(WRITTEN PROBLEM): Return the lines beginning at the one that contains "Target: barbet" and continuing to the end of the entries, including both ends, exactly as written and nothing else.

[Excerpts of pointing data]
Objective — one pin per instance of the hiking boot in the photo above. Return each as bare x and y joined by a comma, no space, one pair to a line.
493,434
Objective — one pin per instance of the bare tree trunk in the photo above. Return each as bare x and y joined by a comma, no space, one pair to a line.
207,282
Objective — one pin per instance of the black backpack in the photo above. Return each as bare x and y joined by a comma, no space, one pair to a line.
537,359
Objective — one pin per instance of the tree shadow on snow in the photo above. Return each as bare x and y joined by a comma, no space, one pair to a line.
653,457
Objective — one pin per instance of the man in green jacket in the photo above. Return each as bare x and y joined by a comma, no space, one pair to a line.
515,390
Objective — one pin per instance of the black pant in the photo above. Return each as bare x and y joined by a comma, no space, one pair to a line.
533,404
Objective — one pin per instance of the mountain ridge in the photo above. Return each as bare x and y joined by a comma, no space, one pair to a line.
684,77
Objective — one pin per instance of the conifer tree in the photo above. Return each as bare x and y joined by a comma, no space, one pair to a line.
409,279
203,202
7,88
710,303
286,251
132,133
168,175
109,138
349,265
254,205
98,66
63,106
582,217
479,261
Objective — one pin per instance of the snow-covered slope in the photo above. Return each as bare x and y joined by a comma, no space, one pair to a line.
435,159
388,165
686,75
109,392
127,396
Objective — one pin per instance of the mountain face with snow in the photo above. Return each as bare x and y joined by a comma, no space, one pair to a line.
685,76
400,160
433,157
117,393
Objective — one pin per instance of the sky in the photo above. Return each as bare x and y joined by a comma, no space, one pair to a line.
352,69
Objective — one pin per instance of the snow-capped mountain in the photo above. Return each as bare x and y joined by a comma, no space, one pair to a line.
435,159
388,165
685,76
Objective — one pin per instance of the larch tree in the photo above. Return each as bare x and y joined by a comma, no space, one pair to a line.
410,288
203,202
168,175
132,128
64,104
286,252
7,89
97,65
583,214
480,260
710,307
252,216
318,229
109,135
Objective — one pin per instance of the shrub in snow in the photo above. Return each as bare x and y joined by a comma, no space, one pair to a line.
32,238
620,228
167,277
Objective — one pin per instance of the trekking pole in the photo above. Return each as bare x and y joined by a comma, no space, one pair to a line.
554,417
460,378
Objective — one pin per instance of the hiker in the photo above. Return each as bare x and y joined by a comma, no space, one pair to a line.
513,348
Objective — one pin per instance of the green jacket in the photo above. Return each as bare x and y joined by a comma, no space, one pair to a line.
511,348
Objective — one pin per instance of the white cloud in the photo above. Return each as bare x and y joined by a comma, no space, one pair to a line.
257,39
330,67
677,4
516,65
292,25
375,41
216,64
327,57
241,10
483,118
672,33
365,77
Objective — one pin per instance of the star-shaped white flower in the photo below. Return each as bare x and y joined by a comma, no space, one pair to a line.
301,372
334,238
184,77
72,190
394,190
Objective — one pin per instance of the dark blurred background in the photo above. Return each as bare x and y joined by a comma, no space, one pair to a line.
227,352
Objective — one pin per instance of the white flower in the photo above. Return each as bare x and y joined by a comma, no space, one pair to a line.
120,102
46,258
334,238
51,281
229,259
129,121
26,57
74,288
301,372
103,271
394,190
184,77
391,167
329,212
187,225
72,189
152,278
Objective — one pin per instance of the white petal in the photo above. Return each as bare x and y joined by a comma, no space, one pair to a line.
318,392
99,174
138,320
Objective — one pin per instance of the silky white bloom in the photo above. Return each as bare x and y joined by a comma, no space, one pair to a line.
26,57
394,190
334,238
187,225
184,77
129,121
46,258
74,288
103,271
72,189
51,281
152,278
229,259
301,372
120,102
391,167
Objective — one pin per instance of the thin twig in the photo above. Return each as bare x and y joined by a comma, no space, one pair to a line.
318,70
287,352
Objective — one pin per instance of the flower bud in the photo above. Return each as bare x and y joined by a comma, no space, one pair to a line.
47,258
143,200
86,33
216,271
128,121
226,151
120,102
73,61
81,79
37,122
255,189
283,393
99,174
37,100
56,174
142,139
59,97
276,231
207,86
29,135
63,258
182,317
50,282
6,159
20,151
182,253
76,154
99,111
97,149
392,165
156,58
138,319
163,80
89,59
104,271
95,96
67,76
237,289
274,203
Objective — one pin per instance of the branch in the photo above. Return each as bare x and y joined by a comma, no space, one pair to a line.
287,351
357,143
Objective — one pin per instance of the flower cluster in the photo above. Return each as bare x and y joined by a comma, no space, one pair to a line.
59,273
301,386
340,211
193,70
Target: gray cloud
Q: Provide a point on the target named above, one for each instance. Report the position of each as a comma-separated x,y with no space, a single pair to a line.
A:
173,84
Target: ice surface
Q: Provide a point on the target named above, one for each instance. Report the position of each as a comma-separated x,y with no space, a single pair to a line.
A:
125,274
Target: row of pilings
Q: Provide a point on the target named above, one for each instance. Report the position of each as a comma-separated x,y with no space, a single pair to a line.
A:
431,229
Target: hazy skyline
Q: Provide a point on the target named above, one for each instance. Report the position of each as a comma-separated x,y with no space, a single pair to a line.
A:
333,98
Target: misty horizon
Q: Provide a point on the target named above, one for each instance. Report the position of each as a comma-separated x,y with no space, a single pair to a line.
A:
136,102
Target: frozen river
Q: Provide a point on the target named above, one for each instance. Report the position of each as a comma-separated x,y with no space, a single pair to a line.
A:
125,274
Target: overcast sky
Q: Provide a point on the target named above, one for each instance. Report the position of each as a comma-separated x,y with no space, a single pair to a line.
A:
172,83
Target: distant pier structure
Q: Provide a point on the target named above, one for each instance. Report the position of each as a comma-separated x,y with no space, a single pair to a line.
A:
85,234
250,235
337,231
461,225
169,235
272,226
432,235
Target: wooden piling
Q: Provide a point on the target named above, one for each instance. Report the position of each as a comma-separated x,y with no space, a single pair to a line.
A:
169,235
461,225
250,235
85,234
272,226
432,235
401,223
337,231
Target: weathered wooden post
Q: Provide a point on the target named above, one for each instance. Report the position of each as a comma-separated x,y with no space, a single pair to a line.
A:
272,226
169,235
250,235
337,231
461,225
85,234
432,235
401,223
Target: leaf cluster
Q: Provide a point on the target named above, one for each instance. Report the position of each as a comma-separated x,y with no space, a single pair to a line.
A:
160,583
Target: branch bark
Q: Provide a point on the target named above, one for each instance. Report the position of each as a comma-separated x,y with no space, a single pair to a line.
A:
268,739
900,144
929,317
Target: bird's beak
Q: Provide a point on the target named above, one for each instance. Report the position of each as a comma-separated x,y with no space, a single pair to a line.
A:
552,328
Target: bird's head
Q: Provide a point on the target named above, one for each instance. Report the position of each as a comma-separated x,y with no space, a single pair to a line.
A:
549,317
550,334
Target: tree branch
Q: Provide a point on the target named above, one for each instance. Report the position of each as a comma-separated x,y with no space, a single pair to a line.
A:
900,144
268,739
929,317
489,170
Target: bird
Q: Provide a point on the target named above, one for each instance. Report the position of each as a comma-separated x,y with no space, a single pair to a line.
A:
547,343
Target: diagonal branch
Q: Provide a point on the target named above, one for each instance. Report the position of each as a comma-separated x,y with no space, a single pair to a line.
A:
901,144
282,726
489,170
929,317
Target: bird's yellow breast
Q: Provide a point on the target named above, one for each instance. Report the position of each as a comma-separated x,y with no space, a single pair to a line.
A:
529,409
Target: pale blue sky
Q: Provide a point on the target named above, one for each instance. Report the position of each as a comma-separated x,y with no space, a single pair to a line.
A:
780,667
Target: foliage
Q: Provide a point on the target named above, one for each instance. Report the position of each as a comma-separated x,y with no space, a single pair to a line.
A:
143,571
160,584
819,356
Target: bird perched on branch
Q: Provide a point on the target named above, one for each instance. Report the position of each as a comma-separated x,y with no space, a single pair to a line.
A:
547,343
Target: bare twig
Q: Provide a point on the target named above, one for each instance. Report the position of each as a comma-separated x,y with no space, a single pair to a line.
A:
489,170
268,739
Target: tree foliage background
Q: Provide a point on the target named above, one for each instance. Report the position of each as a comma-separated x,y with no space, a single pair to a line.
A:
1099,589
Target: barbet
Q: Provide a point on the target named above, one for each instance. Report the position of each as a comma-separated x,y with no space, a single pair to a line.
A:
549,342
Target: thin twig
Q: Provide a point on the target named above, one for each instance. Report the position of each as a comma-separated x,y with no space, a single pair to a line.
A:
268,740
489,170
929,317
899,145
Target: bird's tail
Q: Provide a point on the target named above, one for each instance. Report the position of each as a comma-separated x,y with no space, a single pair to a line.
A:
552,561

(EXERCISE OUTPUT):
Target: barbet
Q: Provide a point on the target named above, one for each instance. Report the position of each as a comma-separated x,y with no space, a single pair to a line.
A:
549,342
Target: thin twig
Q: Provide a point on the target named above, one for each instance. Report the position of each as a comma-separated x,y with no space, a single pair to a line.
A:
268,740
489,170
929,317
899,145
Target: bird's tail
Q: Provide a point on the target named above, one for each instance. Report the position of each as a comma-separated x,y with no space, a single pair to a line.
A:
552,561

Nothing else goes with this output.